TASK GOAL | Could you give the number of lines in the entries below that contain the word "windshield"? Only the number is wanted.

PROVIDED RECORDS |

########

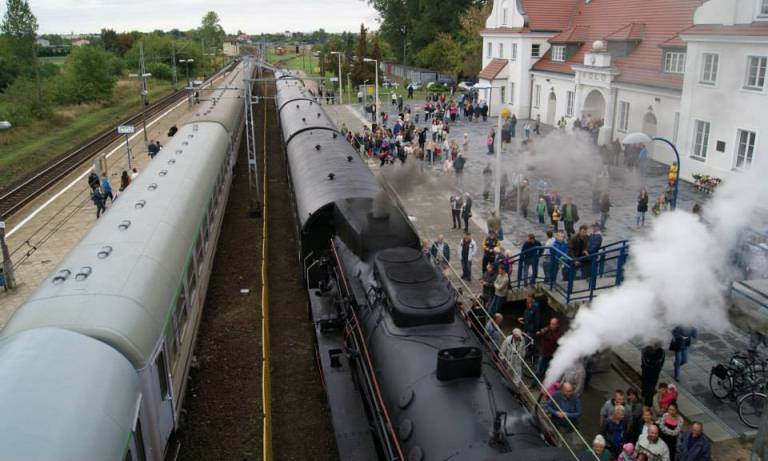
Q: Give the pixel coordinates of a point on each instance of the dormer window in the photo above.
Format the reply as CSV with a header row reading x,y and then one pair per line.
x,y
674,62
558,53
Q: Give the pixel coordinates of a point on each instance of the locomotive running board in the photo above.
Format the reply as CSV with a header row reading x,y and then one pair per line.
x,y
354,438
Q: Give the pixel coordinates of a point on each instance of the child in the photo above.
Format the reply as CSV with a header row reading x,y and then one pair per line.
x,y
627,453
541,209
555,217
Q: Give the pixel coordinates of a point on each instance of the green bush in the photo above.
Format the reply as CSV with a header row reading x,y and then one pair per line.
x,y
26,100
160,71
88,76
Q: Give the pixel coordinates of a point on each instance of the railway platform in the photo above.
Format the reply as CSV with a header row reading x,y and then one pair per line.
x,y
425,198
42,232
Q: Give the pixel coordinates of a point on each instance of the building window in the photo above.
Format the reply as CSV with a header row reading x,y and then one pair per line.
x,y
674,62
709,68
756,72
676,127
558,53
745,149
623,116
700,139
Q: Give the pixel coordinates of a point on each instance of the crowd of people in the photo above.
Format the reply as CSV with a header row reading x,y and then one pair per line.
x,y
101,189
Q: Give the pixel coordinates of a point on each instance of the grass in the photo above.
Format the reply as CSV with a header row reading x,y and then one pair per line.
x,y
58,60
26,148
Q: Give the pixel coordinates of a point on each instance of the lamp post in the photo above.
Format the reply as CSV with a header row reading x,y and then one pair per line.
x,y
642,138
10,279
497,148
341,91
189,82
376,91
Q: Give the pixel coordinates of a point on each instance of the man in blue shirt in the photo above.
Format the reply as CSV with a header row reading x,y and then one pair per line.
x,y
563,407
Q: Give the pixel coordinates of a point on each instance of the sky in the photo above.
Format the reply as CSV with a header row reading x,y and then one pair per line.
x,y
251,16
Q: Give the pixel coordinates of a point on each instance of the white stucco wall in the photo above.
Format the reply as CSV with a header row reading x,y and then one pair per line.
x,y
727,106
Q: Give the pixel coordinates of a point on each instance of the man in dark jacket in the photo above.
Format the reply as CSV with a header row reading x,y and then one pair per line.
x,y
652,361
570,213
594,243
693,446
530,255
577,248
466,211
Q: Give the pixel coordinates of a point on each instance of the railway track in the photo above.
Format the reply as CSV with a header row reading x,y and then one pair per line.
x,y
25,190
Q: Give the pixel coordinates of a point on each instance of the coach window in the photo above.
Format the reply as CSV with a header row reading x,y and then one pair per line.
x,y
182,314
170,340
191,278
162,375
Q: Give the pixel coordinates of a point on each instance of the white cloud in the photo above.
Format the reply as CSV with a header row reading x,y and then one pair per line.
x,y
254,16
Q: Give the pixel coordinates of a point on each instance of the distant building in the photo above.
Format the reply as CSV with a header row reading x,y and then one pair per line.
x,y
231,48
692,71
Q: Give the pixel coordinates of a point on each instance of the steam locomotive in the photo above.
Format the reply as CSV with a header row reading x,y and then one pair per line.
x,y
405,376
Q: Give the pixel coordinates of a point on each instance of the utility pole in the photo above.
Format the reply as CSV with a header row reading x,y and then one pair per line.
x,y
10,278
142,77
173,59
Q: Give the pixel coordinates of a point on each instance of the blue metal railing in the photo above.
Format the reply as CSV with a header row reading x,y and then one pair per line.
x,y
576,279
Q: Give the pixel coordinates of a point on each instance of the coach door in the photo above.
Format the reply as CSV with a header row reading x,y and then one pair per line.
x,y
164,402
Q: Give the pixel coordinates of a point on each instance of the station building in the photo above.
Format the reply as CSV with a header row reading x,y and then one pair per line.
x,y
692,71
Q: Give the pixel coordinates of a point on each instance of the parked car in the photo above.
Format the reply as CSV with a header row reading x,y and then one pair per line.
x,y
389,83
415,85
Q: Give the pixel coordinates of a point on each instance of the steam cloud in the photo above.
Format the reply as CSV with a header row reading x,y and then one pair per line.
x,y
677,276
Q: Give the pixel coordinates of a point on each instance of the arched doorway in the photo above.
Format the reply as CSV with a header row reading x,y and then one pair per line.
x,y
551,108
594,106
650,126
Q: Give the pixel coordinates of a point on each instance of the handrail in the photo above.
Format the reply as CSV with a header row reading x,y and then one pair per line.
x,y
502,364
266,387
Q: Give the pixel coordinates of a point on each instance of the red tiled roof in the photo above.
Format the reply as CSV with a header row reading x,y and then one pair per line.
x,y
752,29
505,30
662,20
575,34
632,31
493,69
675,41
549,15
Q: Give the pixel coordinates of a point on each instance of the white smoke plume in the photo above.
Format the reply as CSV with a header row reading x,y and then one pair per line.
x,y
677,275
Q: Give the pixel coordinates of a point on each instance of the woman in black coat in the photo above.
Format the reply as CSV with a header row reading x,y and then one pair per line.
x,y
642,207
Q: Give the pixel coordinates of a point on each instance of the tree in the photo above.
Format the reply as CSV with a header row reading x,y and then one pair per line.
x,y
359,70
88,76
211,31
19,22
19,26
109,41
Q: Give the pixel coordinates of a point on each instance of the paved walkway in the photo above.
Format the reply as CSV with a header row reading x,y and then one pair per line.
x,y
425,198
39,243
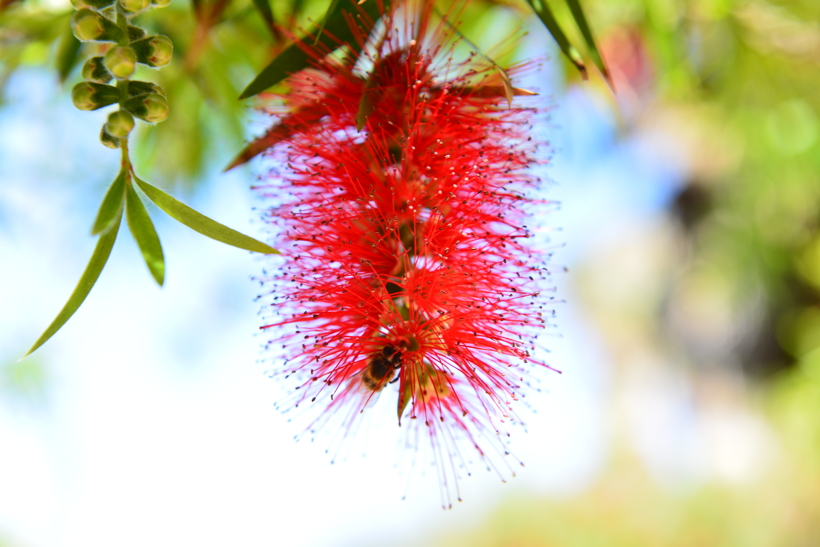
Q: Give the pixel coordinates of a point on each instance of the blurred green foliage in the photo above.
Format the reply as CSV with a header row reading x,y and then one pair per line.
x,y
736,82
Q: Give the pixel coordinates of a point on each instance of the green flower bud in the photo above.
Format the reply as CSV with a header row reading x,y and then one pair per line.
x,y
91,95
134,6
121,61
93,4
151,108
109,140
135,33
141,88
154,50
89,25
95,71
119,124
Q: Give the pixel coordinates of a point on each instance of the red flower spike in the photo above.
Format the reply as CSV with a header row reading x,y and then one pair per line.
x,y
405,250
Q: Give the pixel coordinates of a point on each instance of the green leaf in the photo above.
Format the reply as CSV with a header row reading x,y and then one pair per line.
x,y
544,13
264,10
293,58
144,234
366,102
331,9
67,53
581,21
92,272
111,205
201,223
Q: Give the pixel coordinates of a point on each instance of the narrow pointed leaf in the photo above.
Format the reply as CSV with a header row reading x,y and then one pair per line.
x,y
200,223
111,205
331,9
67,53
92,272
508,88
144,234
581,21
544,13
366,102
300,120
294,58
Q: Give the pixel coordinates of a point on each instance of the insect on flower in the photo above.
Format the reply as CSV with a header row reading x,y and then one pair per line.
x,y
401,212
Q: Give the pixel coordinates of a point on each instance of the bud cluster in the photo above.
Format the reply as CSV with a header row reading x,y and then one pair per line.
x,y
107,77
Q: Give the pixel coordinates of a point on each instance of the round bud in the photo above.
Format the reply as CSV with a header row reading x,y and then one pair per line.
x,y
119,124
121,61
135,33
109,140
89,25
141,88
95,71
134,6
86,25
154,50
151,108
91,95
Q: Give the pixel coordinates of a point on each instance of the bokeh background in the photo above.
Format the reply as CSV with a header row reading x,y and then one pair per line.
x,y
688,411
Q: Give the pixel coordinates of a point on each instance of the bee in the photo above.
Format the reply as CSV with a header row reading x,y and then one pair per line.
x,y
380,368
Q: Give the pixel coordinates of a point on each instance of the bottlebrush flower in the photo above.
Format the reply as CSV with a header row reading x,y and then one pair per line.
x,y
407,271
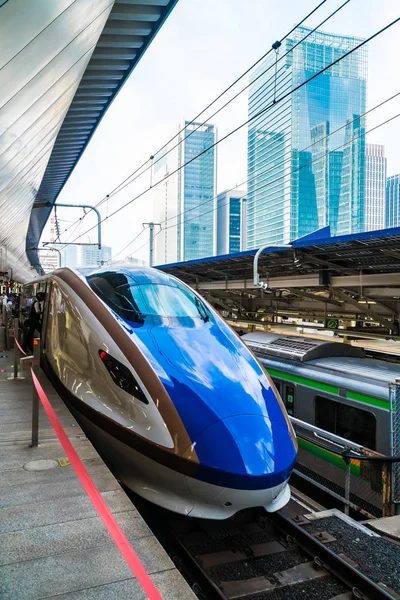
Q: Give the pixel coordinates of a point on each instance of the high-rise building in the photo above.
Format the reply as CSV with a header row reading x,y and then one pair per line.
x,y
231,222
49,259
393,201
306,152
85,256
184,203
375,187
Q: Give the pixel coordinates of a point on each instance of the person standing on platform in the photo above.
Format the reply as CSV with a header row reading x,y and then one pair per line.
x,y
34,322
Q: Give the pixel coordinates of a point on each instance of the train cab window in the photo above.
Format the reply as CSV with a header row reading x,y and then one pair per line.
x,y
278,386
349,422
135,301
289,399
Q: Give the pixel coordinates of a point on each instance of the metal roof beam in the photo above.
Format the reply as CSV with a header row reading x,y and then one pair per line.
x,y
128,27
362,308
146,2
326,263
106,63
114,54
134,12
120,41
317,297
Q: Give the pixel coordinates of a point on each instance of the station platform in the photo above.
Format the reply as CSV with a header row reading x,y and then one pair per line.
x,y
53,543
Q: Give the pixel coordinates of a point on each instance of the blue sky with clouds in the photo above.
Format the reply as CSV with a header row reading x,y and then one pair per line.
x,y
203,46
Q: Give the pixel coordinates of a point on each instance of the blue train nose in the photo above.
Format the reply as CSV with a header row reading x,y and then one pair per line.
x,y
245,452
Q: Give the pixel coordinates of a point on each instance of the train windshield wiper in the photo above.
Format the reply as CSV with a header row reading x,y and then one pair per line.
x,y
201,309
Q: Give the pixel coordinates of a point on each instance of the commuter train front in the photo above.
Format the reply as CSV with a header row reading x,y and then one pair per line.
x,y
171,397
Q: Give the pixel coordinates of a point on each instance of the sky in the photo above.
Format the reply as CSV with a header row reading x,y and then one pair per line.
x,y
200,50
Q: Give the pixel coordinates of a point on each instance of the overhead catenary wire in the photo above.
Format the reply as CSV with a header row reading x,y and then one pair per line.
x,y
135,174
263,173
255,116
289,160
290,172
130,243
124,184
217,98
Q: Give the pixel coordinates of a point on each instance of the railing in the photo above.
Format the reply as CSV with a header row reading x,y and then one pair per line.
x,y
360,478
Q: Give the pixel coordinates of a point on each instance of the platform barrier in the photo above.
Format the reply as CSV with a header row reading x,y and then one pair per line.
x,y
360,478
39,397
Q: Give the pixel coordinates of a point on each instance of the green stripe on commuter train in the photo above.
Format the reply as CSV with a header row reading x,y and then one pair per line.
x,y
331,457
318,385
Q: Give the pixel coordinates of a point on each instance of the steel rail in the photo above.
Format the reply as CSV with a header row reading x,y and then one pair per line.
x,y
340,568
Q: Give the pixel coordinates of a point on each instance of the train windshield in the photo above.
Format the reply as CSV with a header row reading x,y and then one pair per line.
x,y
134,302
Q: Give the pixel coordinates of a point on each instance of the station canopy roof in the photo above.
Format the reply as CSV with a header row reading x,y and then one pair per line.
x,y
61,65
317,275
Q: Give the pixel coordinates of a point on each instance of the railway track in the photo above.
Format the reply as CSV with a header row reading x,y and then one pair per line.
x,y
262,557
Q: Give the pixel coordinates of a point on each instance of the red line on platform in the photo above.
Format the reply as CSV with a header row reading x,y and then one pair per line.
x,y
97,500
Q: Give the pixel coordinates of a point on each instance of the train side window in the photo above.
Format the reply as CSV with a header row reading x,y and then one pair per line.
x,y
289,399
278,386
349,422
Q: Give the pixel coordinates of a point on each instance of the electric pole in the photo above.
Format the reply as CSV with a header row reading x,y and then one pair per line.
x,y
151,230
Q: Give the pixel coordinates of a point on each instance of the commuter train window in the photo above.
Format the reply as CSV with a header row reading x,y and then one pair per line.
x,y
349,422
278,386
289,399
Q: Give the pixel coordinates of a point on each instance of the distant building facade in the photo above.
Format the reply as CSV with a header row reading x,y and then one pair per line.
x,y
393,201
49,259
231,222
306,154
85,256
185,202
375,187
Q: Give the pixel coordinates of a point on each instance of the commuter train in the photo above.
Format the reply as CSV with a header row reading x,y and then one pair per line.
x,y
337,388
329,384
170,396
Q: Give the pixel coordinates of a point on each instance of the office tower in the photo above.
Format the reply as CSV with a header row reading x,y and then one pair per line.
x,y
393,201
231,222
306,152
49,259
184,202
375,187
85,256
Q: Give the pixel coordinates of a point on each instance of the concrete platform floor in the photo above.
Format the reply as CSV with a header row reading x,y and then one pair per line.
x,y
52,543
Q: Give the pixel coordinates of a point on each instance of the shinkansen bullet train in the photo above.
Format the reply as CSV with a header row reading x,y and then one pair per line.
x,y
173,400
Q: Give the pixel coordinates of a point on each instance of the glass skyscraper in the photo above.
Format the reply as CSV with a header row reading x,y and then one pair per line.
x,y
375,187
231,222
306,153
393,201
185,202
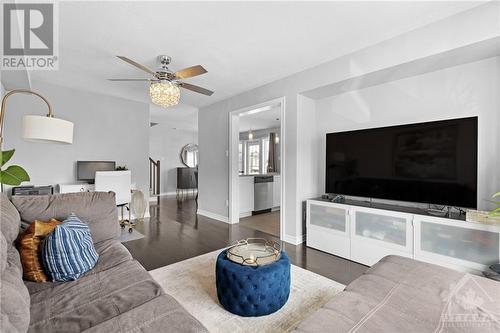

########

SOLUTION | 2